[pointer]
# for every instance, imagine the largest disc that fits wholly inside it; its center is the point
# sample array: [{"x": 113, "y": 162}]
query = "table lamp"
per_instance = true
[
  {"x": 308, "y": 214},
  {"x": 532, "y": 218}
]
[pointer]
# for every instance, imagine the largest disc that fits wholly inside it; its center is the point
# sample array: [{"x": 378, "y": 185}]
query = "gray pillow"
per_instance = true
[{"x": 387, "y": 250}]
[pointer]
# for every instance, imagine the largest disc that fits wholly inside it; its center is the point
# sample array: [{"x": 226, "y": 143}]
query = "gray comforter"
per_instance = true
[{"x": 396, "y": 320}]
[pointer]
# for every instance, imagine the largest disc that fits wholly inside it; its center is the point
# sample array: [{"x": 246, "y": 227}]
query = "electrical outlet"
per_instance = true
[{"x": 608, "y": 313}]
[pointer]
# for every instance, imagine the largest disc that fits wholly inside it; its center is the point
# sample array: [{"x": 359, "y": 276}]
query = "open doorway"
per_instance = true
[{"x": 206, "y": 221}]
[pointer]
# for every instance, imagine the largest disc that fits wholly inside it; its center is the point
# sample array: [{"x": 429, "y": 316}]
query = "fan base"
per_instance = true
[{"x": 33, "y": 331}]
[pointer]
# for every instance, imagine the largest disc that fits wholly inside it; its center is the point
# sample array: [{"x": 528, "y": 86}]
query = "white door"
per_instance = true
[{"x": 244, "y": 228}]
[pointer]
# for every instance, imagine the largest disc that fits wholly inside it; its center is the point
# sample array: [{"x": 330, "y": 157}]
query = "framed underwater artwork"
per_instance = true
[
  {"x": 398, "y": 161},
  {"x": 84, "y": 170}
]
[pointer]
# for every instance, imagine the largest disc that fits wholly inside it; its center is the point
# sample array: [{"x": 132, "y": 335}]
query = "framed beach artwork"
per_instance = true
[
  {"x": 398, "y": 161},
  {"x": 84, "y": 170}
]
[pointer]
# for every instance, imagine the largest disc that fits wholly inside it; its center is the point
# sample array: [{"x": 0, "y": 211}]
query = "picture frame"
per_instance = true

━━━━━━━━━━━━━━━━━━━━━━━━━━━━━━

EXERCISE DETAILS. Copy out each line of the records above that contains the string "artwork".

TASK ANSWER.
query = "framed underwater artwork"
query = "framed beach artwork"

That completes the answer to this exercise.